## Text excerpt
Reviewed by GREG KING

Director: Shana Feste

Stars: Alex Pettyfer, Gab rielle Wilde, Robert Patrick, Bruce Greenwood, Rhys Wakefield, Joely Richardson.

Hitting cinemas in time for Valentine’s Day is this rather shallow and pointless remake of the 1981 drama Endless Love, which was based on the 1979 bestselling novel written by Scott Spencer. The original was largely memorable for its Oscar-nominated theme song, sung by Diana Ross and Lionel Ritchie, which became a huge chart topping hit.

The original also starred Brooke Shields, who was at the peak of her career then following controversial films like Pretty Baby, in which she portrayed an underaged prostitute, and The Blue Lagoon. It also starred Martin Hewitt, who was an unknown actor then and whose subsequent career never amounted to much and he faded from the limelight quickly. And the original also featured the film debut of a then unknown Tom Cruise, in a small cameo role as a psychopathic arsonist, a subplot that has been deleted from this remake.

But this sugarcoated and saccharine remake of Franco Zefferelli’s fairly forgettable romantic drama turns the material into a bland, contemporary Romeo and Juliet-like romance between the poor, lonely rich girl and the blue collar working class boy from the wrong side of the tracks. There’s even a brief balcony scene for those who missed the obvious! Hoping for another breakout tearjerker hit along the lines of The Notebook, co-writers Joshua Safran and director Shana Feste (Country Strong, etc) have taken out all of the edgy qualities about the fine line between self-destructive passion and dangerous obsession, turning Endless Love into a breathlessly conventional and predictable Mills and Boon style romance.

Jade Butterfield (former model Gabrielle Wilde, recently seen in the remake of Carrie) is the bright but lonely girl at her high school, which is emphasised during the graduation ceremony when she wanders forlornly amongst her classmates, who are chatting happily and taking photographs. Since the death of her beloved older brother, Jade has largely withdrawn from social life, spending far too much time at home with her parents in their lavish mansion. The only person interested in her is David (Alex Pettyfer), who has carried a torch for her all the way through high school but has never had the nerve to approach her. His father (Robert Patrick) runs a local garage, and David himself works a summer job as a parking valet at the local country club.

Jade is being pushed by her conservative father Hugh (Bruce Greenwood), a wealthy and successful surgeon, to follow in his footsteps by taking up an internship at a prestigious medical school. Hugh’s oldest son recently died from cancer and he feels guilty and helpless because he was unable to save him. But then a romance develops between the virginal and introverted Jade and the rebellious David. Is it merely a summer fling or is it something deeper, something real? As Jade begins to rethink her future plans, Hugh tries his best to break up the relationship by manipulating events behind the scenes. He does his best to drive a wedge between the pair, which causes further conflict, anguish and tension within his own family, who are still dealing with their own grief.

## Work to complete
Write out the part of the Endless Love review starting at "Jade Butterfield (former" and ending at "local country club.", word for word.

## Data shown

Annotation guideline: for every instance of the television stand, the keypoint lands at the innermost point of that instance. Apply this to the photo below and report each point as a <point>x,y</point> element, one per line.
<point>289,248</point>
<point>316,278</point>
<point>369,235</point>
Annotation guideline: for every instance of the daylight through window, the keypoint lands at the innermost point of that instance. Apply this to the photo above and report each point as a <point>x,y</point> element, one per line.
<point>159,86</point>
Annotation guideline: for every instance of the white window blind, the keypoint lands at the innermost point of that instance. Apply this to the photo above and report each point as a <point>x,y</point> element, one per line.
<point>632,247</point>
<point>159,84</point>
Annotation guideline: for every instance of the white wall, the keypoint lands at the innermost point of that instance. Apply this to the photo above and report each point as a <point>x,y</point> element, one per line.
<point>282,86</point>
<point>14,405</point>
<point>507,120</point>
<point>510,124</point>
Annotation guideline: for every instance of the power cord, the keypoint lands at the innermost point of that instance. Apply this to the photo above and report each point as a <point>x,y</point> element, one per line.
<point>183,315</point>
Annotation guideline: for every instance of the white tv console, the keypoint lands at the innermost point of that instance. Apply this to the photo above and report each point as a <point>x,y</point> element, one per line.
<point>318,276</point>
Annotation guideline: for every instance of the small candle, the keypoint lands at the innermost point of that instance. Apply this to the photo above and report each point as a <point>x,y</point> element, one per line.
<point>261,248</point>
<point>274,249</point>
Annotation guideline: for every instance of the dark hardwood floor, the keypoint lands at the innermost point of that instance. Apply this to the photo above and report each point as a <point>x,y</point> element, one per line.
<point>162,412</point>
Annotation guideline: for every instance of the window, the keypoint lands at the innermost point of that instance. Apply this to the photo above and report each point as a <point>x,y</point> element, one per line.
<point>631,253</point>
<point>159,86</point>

## Expected answer
Jade Butterfield (former model Gabrielle Wilde, recently seen in the remake of Carrie) is the bright but lonely girl at her high school, which is emphasised during the graduation ceremony when she wanders forlornly amongst her classmates, who are chatting happily and taking photographs. Since the death of her beloved older brother, Jade has largely withdrawn from social life, spending far too much time at home with her parents in their lavish mansion. The only person interested in her is David (Alex Pettyfer), who has carried a torch for her all the way through high school but has never had the nerve to approach her. His father (Robert Patrick) runs a local garage, and David himself works a summer job as a parking valet at the local country club.